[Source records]
..............................
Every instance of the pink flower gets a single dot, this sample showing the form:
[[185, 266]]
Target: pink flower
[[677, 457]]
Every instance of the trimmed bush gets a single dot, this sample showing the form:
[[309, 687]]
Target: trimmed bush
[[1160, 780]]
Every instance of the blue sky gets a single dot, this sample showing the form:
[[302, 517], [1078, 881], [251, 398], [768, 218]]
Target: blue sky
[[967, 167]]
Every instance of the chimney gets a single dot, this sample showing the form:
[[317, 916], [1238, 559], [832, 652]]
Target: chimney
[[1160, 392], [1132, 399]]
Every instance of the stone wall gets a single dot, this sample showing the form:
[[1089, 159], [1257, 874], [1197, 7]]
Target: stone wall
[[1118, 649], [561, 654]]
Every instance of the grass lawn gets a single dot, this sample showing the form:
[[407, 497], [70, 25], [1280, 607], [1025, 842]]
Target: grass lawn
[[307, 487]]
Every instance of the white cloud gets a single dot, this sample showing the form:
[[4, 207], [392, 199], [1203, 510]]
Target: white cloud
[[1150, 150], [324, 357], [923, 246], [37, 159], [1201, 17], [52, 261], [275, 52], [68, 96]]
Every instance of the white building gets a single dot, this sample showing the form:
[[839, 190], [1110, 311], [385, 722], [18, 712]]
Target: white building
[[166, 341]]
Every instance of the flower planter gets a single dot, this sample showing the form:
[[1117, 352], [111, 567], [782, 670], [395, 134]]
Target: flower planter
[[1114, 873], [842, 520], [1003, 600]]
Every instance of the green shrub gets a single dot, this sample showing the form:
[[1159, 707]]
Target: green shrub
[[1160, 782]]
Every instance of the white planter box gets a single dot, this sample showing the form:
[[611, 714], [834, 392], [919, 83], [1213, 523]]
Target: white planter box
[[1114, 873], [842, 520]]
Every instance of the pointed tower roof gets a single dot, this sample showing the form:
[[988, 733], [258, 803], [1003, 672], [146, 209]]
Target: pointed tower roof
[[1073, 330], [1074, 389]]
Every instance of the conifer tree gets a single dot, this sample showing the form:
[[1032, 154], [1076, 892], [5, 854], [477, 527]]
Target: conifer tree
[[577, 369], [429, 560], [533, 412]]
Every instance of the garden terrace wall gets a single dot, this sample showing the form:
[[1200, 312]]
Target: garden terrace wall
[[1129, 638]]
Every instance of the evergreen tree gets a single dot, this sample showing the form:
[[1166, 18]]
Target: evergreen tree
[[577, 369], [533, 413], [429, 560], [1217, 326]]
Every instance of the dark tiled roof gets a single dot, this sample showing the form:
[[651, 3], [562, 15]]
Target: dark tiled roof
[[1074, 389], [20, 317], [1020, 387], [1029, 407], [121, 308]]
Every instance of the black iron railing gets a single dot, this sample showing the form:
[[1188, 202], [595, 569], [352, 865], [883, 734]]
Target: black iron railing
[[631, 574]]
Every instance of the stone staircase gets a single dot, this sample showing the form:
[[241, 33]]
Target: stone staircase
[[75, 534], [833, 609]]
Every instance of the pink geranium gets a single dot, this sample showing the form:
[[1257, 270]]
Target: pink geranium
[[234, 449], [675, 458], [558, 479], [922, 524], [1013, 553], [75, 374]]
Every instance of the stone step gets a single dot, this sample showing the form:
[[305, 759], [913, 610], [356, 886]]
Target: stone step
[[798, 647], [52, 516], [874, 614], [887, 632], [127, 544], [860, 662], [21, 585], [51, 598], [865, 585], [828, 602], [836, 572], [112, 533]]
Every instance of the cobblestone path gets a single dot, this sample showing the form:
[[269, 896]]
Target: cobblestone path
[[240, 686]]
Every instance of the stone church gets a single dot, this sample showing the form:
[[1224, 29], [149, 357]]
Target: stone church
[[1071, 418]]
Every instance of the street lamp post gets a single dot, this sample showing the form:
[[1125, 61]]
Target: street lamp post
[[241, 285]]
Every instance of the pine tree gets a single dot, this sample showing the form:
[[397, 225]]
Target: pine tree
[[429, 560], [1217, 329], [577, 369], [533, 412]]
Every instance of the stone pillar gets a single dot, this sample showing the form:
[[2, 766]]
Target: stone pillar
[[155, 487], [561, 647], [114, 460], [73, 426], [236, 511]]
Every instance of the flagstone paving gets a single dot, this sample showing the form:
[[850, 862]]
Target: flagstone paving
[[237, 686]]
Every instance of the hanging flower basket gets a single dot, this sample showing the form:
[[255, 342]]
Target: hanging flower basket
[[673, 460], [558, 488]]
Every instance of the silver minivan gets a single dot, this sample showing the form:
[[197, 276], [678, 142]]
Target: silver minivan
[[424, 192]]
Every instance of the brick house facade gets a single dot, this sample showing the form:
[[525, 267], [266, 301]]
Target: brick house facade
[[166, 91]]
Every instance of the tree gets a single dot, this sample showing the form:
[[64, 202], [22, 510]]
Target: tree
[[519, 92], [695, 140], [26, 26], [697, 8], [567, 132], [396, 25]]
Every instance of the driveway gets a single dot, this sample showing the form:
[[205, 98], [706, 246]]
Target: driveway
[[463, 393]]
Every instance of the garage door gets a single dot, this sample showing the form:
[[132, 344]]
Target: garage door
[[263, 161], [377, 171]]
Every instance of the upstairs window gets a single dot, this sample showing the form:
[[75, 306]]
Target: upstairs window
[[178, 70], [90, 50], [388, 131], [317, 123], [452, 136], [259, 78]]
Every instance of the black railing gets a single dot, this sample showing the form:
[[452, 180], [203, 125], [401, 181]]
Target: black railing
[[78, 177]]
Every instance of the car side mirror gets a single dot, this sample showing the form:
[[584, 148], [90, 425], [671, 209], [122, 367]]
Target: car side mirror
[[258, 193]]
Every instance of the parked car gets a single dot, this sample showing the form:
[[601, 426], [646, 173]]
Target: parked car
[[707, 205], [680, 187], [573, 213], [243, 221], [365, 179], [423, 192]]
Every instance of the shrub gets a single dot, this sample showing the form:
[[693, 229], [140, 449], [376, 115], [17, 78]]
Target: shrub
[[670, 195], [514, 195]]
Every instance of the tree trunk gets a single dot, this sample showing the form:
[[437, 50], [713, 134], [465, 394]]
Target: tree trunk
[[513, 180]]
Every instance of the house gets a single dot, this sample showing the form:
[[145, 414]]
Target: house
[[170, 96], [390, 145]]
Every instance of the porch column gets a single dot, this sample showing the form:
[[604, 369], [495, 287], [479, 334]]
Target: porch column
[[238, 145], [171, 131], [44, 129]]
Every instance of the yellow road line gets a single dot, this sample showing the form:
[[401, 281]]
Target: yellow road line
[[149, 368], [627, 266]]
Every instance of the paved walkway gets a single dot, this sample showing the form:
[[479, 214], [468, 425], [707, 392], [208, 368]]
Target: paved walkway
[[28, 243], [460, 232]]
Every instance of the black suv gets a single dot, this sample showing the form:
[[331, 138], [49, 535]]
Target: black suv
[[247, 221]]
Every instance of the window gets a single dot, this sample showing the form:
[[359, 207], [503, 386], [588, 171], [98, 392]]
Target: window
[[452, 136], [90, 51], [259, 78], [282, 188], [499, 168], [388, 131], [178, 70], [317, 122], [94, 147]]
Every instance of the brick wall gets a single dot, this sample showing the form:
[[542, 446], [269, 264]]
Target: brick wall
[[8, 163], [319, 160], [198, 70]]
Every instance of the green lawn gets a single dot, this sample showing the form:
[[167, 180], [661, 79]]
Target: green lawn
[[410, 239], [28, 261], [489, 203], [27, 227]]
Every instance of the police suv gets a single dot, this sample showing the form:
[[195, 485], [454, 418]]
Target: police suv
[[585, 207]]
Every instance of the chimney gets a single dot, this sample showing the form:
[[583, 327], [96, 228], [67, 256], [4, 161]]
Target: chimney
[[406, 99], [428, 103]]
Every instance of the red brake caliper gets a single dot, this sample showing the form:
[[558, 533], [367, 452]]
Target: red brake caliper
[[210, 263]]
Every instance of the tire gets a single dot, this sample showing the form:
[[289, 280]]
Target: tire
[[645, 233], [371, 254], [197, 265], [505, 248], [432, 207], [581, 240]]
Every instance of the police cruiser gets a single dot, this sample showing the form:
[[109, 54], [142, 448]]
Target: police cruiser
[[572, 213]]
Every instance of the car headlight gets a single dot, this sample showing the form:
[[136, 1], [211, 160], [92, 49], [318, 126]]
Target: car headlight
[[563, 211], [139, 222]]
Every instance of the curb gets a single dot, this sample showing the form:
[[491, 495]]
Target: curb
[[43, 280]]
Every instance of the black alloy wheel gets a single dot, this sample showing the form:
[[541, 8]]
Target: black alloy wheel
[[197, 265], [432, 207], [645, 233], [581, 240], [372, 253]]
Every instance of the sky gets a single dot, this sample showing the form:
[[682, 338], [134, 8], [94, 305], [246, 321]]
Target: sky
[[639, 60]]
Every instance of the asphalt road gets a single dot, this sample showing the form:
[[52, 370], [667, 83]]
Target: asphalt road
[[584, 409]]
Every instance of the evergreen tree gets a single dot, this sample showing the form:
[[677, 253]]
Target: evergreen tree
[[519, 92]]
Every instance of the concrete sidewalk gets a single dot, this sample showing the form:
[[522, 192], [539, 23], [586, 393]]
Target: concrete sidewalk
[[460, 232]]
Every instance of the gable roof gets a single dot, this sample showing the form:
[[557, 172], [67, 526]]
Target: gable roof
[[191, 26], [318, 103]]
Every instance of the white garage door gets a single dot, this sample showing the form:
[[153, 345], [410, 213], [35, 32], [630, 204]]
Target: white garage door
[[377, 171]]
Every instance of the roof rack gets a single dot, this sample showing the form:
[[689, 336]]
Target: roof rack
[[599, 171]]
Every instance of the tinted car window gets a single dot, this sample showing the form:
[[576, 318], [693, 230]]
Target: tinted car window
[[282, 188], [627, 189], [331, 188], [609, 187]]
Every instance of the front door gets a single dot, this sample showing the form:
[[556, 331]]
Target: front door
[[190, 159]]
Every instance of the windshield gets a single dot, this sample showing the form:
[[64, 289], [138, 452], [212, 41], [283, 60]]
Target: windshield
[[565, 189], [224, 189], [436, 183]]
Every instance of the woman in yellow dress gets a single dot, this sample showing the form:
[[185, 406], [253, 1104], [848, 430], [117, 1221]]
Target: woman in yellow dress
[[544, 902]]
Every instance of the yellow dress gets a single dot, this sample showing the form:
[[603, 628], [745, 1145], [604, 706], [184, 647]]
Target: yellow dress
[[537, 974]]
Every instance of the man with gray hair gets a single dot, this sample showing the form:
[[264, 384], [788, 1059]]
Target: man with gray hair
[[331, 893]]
..............................
# [DIRECTIONS]
Once you find the line with "Target: green shrub" above, print it and every line after it up to and including the line with "[[1166, 18]]", exactly as written and nothing else.

# [SOLVED EXERCISE]
Target: green shrub
[[1160, 782]]
Every instance of the white planter box gets a single dot, this sample showing the form:
[[611, 714], [834, 392], [919, 83], [1213, 523]]
Target: white planter box
[[1114, 873], [842, 520]]
Every instance of the pointed tower roof gets a single dot, this sample showing the form:
[[988, 733], [258, 803], [1003, 672], [146, 209]]
Target: pointed tower roof
[[1073, 330], [1074, 389]]
Every instance of the conifer tree gets a single dot, this sample showing the form:
[[1032, 154], [1076, 892], [5, 854], [477, 527]]
Target: conifer tree
[[577, 369], [429, 560], [533, 412]]
Every instance of the garden terrace wall gets a single dot, this sample showing the form:
[[1200, 312]]
Target: garden terrace wall
[[1129, 638]]
Every instance of the evergreen tree gets a single dot, this sample showing the form:
[[1166, 18]]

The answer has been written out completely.